Dataset rows on where objects appear

--

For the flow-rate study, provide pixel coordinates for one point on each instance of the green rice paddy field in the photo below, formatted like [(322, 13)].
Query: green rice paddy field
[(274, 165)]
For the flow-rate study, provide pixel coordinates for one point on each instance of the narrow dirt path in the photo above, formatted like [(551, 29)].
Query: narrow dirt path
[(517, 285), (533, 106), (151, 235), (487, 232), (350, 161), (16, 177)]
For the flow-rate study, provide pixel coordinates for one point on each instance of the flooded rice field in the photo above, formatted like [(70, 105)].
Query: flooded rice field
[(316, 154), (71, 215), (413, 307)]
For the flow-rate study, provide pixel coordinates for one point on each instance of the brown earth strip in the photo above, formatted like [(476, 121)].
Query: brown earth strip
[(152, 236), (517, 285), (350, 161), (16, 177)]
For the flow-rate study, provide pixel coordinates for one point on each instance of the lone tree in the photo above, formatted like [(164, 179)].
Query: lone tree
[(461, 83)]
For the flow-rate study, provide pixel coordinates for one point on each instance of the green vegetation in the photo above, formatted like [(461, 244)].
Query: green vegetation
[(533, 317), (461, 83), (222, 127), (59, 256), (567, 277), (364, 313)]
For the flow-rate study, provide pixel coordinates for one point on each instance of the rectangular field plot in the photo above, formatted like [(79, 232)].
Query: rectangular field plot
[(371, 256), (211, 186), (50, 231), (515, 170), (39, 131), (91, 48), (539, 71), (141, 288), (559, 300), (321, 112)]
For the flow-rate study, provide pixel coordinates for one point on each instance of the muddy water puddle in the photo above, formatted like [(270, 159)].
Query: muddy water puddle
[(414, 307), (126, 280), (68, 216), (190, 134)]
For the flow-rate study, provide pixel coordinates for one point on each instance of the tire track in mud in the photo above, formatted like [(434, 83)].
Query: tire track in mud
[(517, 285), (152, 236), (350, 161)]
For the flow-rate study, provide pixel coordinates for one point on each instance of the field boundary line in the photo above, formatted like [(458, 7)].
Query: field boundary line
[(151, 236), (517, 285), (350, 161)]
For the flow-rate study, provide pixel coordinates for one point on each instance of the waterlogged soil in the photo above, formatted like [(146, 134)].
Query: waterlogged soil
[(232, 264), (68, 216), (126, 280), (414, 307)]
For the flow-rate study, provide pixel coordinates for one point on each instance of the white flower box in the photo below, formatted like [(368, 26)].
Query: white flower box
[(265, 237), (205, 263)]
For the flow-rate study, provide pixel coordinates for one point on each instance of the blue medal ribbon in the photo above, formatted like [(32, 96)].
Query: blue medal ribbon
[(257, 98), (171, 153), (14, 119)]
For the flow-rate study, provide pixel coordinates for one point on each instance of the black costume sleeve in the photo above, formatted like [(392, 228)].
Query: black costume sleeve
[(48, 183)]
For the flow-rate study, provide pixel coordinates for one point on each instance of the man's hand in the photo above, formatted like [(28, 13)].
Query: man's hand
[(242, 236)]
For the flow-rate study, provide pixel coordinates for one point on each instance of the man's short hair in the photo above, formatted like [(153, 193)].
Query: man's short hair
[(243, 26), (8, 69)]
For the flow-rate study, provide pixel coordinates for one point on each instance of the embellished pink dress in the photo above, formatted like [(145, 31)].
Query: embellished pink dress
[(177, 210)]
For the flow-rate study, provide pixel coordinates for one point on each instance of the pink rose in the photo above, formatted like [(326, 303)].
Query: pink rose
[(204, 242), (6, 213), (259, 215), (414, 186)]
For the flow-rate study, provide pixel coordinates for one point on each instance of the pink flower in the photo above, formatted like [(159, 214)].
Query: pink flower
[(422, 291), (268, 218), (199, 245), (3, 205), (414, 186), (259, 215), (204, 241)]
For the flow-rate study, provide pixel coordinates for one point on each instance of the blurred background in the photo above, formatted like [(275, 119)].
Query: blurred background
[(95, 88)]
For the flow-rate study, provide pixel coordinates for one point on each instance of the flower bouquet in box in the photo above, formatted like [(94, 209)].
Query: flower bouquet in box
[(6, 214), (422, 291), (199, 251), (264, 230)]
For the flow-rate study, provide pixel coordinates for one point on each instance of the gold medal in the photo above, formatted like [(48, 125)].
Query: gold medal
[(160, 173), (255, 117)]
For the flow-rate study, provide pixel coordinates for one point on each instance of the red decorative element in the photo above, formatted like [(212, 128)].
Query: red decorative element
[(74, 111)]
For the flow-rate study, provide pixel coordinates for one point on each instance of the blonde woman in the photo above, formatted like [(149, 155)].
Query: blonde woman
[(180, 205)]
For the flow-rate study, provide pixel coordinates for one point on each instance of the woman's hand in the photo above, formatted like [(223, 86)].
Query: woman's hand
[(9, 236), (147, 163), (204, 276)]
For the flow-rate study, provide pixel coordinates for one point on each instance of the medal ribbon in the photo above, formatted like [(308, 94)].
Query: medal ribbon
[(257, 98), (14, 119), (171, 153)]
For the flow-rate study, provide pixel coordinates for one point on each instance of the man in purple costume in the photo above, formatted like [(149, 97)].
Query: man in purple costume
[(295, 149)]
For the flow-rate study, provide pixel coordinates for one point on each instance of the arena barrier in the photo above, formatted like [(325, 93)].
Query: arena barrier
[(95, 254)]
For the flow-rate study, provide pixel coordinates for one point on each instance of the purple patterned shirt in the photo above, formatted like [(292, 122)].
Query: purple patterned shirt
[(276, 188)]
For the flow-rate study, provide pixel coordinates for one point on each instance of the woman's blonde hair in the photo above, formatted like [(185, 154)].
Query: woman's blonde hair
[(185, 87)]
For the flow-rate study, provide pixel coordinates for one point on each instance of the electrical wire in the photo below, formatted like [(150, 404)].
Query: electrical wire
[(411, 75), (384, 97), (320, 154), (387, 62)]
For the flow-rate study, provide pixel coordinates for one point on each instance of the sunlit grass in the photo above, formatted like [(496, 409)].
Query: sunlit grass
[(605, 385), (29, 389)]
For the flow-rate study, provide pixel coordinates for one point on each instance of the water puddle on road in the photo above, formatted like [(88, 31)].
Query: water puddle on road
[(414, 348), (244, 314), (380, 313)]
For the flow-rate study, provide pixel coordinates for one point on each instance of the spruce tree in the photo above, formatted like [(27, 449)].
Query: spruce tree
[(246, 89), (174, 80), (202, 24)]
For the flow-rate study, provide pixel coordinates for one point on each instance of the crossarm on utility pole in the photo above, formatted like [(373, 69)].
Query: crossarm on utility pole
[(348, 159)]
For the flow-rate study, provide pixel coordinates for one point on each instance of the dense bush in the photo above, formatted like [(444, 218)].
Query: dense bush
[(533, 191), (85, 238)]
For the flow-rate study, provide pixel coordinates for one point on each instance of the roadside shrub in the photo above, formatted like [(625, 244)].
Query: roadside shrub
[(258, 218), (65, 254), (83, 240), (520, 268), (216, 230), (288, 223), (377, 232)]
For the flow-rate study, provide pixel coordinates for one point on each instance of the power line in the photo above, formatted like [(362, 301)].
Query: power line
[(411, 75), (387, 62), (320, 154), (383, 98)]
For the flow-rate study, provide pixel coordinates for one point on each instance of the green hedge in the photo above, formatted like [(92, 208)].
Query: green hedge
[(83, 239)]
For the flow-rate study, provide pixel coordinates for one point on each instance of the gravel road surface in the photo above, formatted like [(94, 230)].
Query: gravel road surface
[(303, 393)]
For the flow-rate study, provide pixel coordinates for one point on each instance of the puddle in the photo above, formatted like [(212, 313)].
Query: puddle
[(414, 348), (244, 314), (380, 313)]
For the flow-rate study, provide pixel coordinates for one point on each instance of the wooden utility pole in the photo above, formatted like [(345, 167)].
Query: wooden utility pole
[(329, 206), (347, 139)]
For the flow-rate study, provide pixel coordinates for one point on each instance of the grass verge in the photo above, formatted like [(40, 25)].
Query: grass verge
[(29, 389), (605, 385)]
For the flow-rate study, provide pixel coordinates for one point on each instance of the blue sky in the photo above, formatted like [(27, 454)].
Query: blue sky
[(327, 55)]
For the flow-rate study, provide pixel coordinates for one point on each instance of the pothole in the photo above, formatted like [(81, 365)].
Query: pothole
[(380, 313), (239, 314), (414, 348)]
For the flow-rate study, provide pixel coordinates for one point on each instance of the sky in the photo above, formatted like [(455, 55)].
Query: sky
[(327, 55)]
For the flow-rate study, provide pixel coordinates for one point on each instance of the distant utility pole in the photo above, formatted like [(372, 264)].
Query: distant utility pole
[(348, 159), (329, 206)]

--

__Exercise requirements__. Repeat, with no changes, each line from the one with "like [(212, 313)]." to the end of the listing, including both ends and nothing else.

__Task solution__.
For the flow-rate study, provide pixel coordinates for one point on each instance of the puddle in the photo above, formatted like [(212, 313)].
Query: puddle
[(414, 348), (244, 314), (380, 313)]
For the flow-rate study, provide pixel coordinates for one point on each instance of the wooden utility pole in the photo above, formatted like [(345, 167)].
Query: wooden utility pole
[(329, 206), (347, 139)]
For the flow-rate study, provide pixel coordinates for one point on each instance of the grass verge in the photo above, formatted like [(40, 25)].
Query: grass verge
[(29, 389), (605, 385)]
For the flow-rate study, provide pixel coordinates for one point on each instance of the blue sky in the photo above, formatted like [(27, 454)].
Query: blue sky
[(327, 55)]
For the flow-rate study, provide pixel coordinates for one point on each instance of the pothole in the photo above, formatted like [(81, 365)].
Query: pothole
[(380, 313), (239, 314), (414, 348)]
For the flow-rate study, provide pixel coordinates for one point on each instance of the sky in the photo above, formatted like [(455, 55)].
Query: sky
[(327, 55)]
For the flow-rate study, provide pixel coordinates for one point on each instance of the distant utility pole in the photo above, formatted like [(372, 264)].
Query: distant utility pole
[(348, 159), (329, 206)]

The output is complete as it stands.